─── Text passage
Marine offensive intended to show that Taliban can be beat

KABUL, Afghanistan — The massive Marine assault launched Thursday in southern Afghanistan's Helmand province is intended to recapture an area that's been under Taliban control for the past five years — a step officials think is critical to showing Afghan civilians that coalition forces can protect them from Islamist militants.

If the offensive is successful, 4,000 U.S. Marines and 600 Afghan troops, will clear the Helmand river valley, district by district, of Taliban fighters in roughly seven weeks, finishing around Afghanistan's Aug. 20 presidential election. Then Afghan police will move in to sustain the security gains, and by the end of the year, residents will feel secure enough to return to abandoned communities and reopen businesses boarded up years ago.

Planners hope to see violent contact with the Taliban increase in the operation's opening weeks, followed by a drop as coalition forces clear areas. That would be a sign that the plan is working.

If, however, violence falls throughout the operation, that would suggest the Taliban have fled, and would likely raise concerns among villagers that they could return. And if violence rises and doesn't fall, that would indicate a failed strategy.

"We're expecting a tough fight" at the beginning of the operation, a senior military official following the operation said, briefing a McClatchy reporter on the condition of anonymity because he wasn't authorized to speak publicly. "If the insurgents can keep bringing in supplies and plant (explosive devices) after seven weeks, we will be concerned," he said.
──────
─── Stored data
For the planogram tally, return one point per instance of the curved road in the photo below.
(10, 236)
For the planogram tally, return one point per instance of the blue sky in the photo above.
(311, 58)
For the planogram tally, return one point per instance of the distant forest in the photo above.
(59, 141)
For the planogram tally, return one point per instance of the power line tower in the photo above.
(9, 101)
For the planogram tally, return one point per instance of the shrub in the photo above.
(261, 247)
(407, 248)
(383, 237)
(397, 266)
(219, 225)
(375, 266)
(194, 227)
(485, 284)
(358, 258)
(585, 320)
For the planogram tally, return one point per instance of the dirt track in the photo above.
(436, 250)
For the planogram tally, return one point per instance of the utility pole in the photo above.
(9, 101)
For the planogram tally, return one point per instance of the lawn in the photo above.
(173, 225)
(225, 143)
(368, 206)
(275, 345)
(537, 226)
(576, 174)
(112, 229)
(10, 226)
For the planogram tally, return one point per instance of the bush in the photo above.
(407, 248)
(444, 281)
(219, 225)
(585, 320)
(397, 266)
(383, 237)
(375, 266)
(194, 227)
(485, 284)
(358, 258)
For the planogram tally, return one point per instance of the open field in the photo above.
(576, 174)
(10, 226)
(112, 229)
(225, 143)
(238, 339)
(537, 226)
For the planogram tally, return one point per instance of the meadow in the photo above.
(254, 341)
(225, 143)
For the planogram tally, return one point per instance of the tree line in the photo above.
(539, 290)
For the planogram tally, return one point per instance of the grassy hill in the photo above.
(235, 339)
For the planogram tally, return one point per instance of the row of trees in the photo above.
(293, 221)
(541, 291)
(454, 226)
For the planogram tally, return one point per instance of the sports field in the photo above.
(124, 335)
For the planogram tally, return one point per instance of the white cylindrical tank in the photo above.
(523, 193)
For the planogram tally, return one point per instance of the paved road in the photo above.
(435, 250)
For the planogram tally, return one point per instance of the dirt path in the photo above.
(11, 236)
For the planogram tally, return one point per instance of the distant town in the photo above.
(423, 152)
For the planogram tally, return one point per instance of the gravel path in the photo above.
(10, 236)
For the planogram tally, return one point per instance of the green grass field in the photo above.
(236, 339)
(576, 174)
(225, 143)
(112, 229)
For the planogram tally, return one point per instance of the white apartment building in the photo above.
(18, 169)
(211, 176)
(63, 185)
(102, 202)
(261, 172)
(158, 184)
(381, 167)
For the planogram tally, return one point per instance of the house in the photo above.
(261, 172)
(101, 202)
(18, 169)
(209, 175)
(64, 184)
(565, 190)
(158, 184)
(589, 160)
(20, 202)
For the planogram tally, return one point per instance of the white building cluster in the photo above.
──────
◆ Things to do ◆
1: Echo the article on the Marine offensive in Helmand word for word, starting with "Planners hope to" and going on through "a failed strategy.".
2: List every geographic place name that appears in the article on the Marine offensive in Helmand.

◆ Solutions below ◆
1:
Planners hope to see violent contact with the Taliban increase in the operation's opening weeks, followed by a drop as coalition forces clear areas. That would be a sign that the plan is working.

If, however, violence falls throughout the operation, that would suggest the Taliban have fled, and would likely raise concerns among villagers that they could return. And if violence rises and doesn't fall, that would indicate a failed strategy.

2:
Kabul
Afghanistan
Helmand province
Helmand river valley